### PROVIDED ENTRIES

↓↓↓

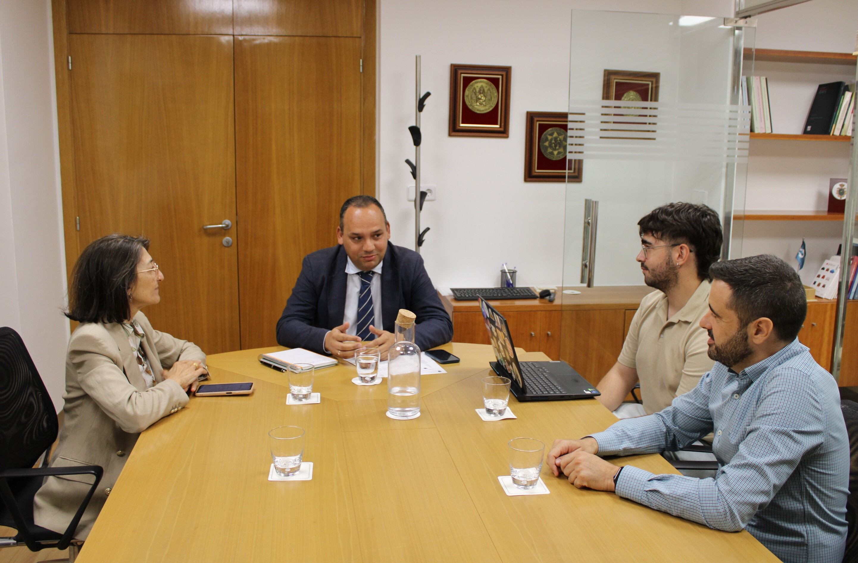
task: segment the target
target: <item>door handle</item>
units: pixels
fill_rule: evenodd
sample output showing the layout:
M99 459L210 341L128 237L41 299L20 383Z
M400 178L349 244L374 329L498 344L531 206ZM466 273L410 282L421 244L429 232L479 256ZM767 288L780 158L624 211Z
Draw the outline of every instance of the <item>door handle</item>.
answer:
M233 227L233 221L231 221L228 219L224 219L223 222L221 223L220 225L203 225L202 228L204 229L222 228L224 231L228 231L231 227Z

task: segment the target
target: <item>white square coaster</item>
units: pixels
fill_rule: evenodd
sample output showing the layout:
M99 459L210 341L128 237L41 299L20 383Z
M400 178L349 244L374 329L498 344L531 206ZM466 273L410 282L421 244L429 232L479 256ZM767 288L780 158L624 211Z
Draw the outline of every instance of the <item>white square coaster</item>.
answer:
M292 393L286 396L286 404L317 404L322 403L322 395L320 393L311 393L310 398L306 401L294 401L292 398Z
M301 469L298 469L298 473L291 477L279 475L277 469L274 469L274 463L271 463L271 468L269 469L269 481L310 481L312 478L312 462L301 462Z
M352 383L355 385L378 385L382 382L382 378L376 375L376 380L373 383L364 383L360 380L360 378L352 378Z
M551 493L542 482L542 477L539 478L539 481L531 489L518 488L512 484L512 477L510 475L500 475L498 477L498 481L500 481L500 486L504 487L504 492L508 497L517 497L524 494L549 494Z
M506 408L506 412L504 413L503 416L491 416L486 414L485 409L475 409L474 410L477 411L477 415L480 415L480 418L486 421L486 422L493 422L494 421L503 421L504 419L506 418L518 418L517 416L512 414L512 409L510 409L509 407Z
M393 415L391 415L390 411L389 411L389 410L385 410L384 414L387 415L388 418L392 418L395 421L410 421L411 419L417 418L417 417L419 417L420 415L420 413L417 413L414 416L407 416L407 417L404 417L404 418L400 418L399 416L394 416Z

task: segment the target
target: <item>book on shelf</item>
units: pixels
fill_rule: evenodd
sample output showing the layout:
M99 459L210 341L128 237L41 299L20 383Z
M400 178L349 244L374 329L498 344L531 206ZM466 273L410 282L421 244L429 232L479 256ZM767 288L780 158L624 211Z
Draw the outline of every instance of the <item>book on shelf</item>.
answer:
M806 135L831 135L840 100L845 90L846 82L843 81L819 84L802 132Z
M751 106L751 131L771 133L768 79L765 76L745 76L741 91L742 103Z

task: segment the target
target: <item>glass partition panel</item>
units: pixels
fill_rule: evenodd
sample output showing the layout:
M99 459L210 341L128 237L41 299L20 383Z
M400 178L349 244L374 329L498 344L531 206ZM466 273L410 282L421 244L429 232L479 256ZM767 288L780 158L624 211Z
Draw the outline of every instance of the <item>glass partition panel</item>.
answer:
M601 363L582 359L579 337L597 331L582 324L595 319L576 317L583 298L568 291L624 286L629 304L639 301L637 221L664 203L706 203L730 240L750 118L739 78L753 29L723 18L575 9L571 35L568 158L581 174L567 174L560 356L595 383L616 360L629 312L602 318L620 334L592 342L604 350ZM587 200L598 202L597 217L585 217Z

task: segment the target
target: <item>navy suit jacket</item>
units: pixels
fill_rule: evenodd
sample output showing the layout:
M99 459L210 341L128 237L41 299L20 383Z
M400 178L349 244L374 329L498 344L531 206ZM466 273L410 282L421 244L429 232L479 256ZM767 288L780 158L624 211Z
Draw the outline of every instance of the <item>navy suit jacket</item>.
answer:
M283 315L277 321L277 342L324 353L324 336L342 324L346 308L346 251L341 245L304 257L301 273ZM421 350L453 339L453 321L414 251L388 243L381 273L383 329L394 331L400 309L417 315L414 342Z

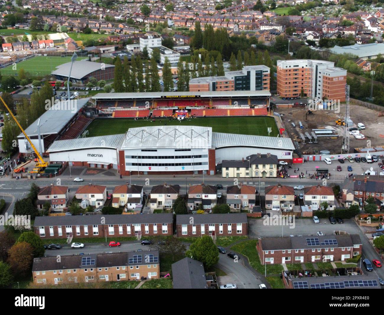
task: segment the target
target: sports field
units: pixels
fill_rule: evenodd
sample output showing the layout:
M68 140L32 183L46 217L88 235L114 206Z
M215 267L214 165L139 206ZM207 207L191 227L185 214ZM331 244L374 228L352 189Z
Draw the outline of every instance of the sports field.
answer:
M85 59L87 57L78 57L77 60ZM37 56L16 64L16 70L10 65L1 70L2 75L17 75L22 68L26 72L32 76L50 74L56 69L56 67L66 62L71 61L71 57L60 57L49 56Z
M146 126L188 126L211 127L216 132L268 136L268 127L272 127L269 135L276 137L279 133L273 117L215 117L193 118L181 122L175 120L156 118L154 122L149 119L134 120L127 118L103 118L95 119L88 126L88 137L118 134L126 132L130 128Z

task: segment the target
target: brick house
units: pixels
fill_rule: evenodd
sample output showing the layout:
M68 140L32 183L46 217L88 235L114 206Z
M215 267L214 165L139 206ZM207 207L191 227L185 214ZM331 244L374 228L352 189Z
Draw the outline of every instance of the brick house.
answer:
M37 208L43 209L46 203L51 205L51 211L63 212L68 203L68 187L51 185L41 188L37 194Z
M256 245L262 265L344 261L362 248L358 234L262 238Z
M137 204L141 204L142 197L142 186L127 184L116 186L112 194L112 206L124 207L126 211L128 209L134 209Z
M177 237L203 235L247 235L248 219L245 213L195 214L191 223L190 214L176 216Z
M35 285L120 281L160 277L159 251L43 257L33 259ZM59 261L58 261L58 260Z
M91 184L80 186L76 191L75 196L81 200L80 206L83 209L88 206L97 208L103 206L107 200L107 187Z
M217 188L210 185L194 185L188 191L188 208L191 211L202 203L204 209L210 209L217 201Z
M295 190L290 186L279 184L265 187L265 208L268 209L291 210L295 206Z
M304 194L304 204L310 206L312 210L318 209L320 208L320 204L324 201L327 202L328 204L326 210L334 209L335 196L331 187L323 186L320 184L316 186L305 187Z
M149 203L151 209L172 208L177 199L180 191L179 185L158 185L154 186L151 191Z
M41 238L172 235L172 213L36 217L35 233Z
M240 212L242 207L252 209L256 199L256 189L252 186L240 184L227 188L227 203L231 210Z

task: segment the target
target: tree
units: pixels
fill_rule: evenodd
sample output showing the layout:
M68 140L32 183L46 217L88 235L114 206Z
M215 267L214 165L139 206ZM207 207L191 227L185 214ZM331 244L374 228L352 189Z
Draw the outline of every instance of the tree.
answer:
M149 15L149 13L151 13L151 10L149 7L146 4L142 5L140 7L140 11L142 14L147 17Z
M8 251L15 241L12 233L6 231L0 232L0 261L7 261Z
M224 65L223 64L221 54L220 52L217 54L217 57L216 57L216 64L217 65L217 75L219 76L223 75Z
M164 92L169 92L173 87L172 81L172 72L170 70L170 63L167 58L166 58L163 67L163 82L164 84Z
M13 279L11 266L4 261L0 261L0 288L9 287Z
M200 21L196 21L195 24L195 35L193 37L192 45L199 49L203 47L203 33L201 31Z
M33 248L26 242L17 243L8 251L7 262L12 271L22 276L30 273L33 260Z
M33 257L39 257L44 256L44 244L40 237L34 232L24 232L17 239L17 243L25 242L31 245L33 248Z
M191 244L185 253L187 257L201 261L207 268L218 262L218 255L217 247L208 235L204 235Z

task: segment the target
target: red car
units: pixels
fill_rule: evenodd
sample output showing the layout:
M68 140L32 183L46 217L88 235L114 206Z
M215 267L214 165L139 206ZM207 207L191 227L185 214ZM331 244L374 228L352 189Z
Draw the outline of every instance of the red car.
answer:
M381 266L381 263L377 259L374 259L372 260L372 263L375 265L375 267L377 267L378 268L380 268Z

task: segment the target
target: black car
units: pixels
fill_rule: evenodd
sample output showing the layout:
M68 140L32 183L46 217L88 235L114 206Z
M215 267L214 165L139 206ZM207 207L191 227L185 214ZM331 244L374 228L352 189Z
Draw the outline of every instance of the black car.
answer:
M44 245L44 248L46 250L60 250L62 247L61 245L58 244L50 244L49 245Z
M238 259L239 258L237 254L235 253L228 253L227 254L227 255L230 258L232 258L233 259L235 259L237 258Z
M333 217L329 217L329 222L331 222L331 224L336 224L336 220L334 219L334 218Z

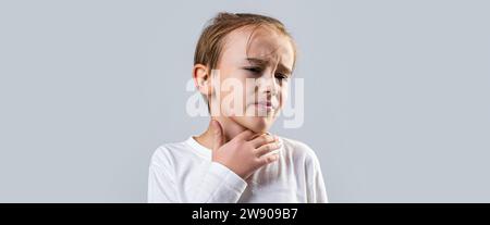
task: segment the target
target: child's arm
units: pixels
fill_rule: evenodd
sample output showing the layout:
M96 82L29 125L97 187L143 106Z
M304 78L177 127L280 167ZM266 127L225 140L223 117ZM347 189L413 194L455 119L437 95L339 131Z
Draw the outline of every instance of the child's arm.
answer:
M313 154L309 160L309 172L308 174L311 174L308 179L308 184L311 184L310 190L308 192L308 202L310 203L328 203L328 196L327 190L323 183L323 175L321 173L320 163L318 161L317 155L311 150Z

↑↑↑

### STATED GOAL
How many lines of the items above contain the word "partition"? Reply with the number alone.

### TASK RESULT
2